::: Data under study :::

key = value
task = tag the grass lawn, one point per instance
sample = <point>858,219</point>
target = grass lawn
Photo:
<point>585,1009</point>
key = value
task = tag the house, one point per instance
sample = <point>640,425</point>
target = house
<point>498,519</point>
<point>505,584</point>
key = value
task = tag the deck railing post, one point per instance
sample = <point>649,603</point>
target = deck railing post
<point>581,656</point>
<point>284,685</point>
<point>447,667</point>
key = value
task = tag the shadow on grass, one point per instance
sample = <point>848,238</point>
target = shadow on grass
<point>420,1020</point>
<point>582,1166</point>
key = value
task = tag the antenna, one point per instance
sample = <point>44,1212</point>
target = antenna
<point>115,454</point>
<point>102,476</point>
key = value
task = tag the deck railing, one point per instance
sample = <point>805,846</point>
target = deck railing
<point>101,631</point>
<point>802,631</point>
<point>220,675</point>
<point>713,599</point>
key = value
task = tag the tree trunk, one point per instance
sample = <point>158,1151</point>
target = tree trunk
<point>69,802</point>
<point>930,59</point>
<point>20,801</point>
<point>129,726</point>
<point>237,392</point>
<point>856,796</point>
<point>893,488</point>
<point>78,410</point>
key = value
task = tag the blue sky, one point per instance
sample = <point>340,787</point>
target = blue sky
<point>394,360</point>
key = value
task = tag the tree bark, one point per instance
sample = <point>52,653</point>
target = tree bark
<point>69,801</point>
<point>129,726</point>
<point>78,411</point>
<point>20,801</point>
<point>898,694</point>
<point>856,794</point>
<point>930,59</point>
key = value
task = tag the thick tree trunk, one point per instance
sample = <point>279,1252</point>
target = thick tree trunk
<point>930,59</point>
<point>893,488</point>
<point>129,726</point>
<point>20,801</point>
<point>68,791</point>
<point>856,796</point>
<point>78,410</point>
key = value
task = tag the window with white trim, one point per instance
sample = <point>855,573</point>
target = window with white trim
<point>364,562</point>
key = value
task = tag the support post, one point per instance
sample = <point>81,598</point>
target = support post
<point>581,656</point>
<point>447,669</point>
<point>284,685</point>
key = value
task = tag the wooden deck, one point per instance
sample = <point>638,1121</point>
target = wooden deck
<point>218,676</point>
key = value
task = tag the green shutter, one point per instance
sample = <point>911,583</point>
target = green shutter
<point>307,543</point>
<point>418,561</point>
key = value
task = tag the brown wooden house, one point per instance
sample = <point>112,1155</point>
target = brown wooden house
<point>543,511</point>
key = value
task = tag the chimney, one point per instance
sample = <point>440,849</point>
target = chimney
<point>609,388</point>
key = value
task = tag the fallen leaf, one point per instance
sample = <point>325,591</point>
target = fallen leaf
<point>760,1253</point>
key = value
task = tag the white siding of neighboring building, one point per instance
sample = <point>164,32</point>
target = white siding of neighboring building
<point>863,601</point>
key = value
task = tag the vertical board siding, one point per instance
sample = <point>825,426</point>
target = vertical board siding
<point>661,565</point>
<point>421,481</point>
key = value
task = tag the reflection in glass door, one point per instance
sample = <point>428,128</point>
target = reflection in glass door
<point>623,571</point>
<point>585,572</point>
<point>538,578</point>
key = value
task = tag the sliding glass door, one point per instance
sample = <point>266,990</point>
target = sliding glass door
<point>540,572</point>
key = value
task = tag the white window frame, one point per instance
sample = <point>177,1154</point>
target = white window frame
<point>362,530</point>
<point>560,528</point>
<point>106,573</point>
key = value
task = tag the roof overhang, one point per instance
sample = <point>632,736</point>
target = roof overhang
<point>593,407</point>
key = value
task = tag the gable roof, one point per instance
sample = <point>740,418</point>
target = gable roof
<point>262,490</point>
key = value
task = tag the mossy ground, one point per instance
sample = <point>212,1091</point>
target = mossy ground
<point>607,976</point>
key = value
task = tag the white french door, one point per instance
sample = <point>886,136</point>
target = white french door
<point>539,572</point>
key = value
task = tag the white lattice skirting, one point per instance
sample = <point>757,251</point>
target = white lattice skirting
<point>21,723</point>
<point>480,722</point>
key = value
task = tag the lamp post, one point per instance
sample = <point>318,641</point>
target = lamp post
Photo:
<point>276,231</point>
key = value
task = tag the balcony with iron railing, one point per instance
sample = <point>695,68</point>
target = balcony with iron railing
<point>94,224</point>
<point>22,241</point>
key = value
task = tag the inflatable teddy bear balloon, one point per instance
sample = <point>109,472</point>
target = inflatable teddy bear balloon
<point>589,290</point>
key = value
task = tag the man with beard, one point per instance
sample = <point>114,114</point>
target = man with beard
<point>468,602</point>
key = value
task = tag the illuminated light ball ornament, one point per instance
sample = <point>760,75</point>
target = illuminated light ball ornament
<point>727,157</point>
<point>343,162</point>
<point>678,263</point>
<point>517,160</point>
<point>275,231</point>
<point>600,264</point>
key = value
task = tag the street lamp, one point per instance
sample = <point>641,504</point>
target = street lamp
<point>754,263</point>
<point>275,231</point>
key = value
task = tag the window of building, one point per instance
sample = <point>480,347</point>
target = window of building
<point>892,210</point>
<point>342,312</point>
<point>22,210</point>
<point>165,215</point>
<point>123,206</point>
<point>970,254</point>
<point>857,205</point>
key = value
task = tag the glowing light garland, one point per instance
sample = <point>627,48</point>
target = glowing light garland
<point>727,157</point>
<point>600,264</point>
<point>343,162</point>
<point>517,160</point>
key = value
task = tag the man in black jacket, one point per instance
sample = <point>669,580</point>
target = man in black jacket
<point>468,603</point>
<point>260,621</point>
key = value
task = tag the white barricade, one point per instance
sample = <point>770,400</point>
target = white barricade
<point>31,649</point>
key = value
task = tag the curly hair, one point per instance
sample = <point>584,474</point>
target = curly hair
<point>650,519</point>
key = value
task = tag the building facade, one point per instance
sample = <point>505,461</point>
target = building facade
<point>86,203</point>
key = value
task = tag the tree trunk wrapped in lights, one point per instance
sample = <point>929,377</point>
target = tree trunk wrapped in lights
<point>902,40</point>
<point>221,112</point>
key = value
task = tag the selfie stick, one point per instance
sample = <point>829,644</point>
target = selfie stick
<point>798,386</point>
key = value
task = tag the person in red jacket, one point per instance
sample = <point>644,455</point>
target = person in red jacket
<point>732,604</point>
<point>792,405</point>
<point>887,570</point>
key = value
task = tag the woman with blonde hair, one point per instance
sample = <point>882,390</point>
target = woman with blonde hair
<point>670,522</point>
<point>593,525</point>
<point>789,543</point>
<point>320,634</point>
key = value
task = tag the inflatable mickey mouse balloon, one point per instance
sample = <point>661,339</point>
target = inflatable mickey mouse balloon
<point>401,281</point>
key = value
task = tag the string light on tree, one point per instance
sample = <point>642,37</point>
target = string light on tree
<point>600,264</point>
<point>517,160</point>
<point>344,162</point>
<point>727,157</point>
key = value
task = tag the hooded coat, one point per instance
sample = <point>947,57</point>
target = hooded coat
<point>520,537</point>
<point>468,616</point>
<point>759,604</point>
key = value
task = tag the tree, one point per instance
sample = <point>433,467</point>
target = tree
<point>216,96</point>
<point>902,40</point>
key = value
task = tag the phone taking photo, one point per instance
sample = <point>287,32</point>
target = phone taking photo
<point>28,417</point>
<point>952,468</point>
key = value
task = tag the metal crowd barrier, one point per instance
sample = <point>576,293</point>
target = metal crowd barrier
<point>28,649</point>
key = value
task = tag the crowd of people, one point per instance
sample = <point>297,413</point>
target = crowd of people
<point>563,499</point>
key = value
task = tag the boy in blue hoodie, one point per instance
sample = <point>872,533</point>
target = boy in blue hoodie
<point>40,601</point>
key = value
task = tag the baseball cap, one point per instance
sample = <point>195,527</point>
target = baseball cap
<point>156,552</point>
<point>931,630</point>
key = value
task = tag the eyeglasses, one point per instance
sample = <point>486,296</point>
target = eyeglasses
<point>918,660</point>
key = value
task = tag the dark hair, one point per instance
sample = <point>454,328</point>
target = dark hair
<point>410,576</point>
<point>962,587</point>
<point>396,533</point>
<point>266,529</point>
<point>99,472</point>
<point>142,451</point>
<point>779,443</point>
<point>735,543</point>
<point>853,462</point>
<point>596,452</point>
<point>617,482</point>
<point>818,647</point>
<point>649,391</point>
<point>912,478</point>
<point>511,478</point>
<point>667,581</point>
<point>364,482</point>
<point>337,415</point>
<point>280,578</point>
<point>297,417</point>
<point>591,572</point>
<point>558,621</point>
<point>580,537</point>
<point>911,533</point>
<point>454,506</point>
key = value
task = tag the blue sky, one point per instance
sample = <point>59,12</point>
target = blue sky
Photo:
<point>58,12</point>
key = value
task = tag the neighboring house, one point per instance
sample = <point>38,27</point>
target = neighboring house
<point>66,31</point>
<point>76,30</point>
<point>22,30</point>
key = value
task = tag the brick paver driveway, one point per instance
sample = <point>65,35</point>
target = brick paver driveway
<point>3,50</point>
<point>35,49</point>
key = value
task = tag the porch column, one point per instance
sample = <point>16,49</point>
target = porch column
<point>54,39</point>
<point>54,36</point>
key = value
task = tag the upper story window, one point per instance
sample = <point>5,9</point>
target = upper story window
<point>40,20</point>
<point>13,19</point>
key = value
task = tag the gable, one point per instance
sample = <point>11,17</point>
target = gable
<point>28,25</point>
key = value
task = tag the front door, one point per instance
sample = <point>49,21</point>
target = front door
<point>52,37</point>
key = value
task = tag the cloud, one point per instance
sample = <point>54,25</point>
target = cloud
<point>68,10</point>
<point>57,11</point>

:::

- _What the task requires_
Every line above that holds the word "lawn" is to be found and copied.

- _Answer space_
task = tag the grass lawn, one point per instance
target = grass lawn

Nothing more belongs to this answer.